» What needs to be done
Render every line of the records below as a Markdown table with two columns, Row and Line Text, numbering the rows consecutively and omitting blank lines. Exclude the pictures from the table.
[Data to use start]
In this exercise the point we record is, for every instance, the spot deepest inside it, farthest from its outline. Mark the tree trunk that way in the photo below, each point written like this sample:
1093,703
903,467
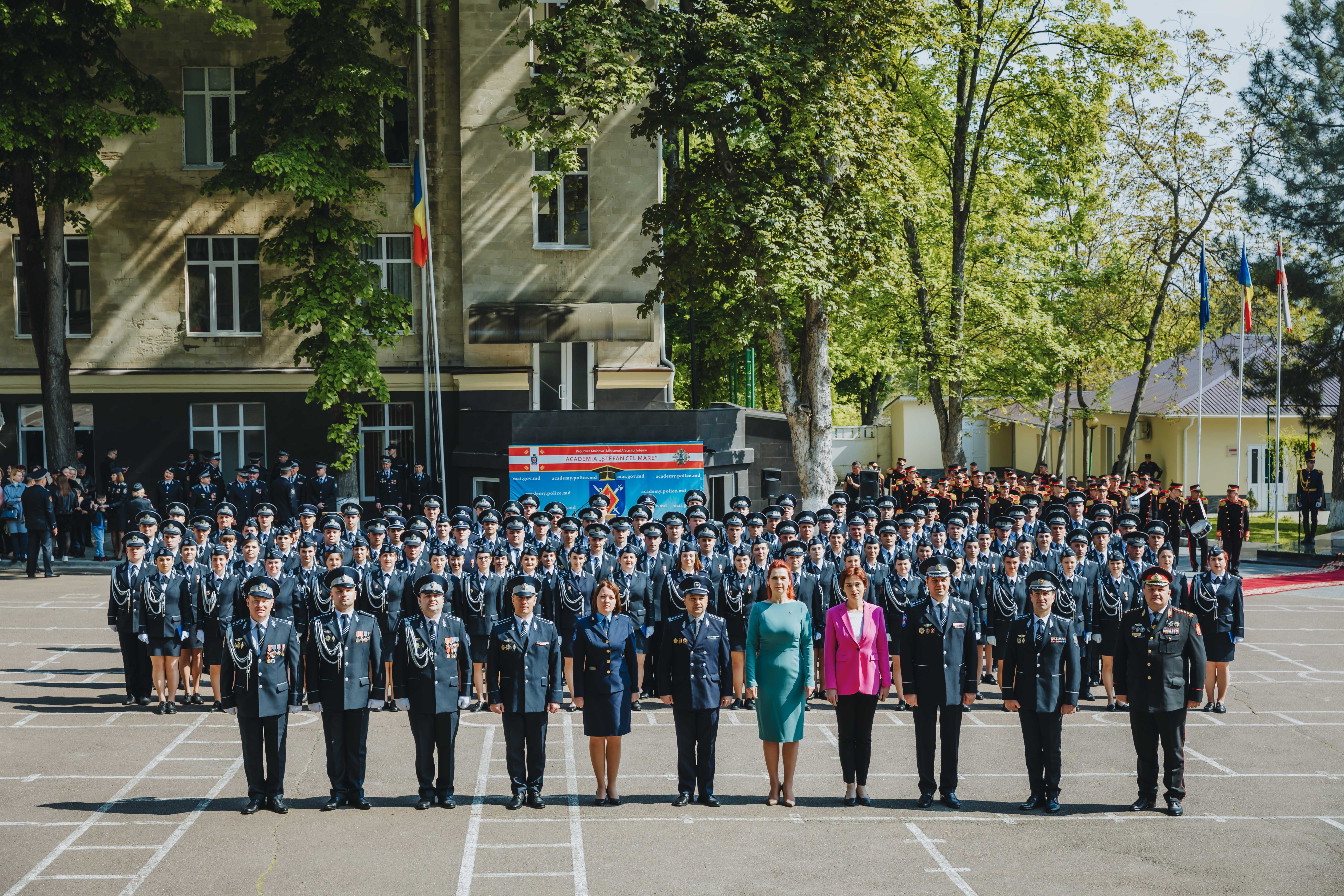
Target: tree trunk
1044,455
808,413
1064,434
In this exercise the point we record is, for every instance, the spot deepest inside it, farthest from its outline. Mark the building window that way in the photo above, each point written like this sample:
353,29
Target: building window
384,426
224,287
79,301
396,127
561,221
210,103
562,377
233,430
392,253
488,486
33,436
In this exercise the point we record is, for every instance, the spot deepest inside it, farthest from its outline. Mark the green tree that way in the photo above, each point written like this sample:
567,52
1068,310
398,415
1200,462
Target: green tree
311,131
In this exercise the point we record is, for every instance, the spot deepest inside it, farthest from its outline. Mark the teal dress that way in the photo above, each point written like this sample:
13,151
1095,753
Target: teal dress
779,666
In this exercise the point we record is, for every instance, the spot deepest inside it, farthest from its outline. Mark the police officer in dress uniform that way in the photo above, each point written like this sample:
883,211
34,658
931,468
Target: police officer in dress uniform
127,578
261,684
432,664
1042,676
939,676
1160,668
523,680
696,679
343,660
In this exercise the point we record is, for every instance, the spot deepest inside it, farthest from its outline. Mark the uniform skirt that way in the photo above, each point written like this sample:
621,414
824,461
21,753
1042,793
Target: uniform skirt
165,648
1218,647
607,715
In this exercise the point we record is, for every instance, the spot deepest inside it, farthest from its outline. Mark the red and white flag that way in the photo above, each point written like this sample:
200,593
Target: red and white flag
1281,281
[Data to use end]
» Task solution
| Row | Line Text |
|---|---|
| 1 | In this exercise the point we record is, for every instance, the spot deepest inside it, farthest from its outline. Mark the tree trunk that way in the photo below, each point written like this sample: |
| 2 | 1093,703 |
| 3 | 903,467 |
| 4 | Target: tree trunk |
| 5 | 1044,455 |
| 6 | 808,413 |
| 7 | 1064,434 |
| 8 | In this exercise the point we record is, for every instance, the spot deepest inside it, farthest from its outline. Mark the building window that way in the photo above, each point written like this sample: |
| 9 | 353,29 |
| 10 | Target: building window |
| 11 | 384,426 |
| 12 | 224,287 |
| 13 | 79,301 |
| 14 | 396,127 |
| 15 | 561,221 |
| 16 | 210,103 |
| 17 | 562,377 |
| 18 | 233,430 |
| 19 | 392,253 |
| 20 | 488,486 |
| 21 | 33,436 |
| 22 | In this exercise the point we record is, for every instance, the spot deepest inside it, farthest from its outline. Mark the green tree that way in the photo above, each point written like this sample: |
| 23 | 567,52 |
| 24 | 1068,310 |
| 25 | 398,415 |
| 26 | 1200,462 |
| 27 | Target: green tree |
| 28 | 311,131 |
| 29 | In this exercise the point we record is, for every instance, the spot deepest inside it, farthest from its outline. Mark the teal dress that way in the photo above, each point written like this sample: |
| 30 | 13,151 |
| 31 | 1095,753 |
| 32 | Target: teal dress |
| 33 | 779,666 |
| 34 | In this exercise the point we record is, for every instance, the spot deepest inside it, farthest from its outline. Mark the police officer in dress uniform that way in the photo above, each point written like this sample: |
| 35 | 883,211 |
| 36 | 34,658 |
| 37 | 931,468 |
| 38 | Target: police officer in dress uniform |
| 39 | 127,578 |
| 40 | 261,684 |
| 41 | 432,664 |
| 42 | 1042,676 |
| 43 | 939,676 |
| 44 | 1160,668 |
| 45 | 523,680 |
| 46 | 696,679 |
| 47 | 343,660 |
| 48 | In this exercise the point we record is, for every instance, the spot deepest inside it, farthest from its outline. Mark the uniform skirt that way in the photo above, each point written like this sample: |
| 49 | 621,414 |
| 50 | 824,461 |
| 51 | 21,753 |
| 52 | 1042,793 |
| 53 | Target: uniform skirt |
| 54 | 165,648 |
| 55 | 1218,647 |
| 56 | 607,715 |
| 57 | In this exercise the point we record is, for every instance, the spot deepest inside it, farthest from its outline. Mark the red and white flag that way in the photo above, each point written like this sample: |
| 58 | 200,593 |
| 59 | Target: red and white flag |
| 60 | 1281,281 |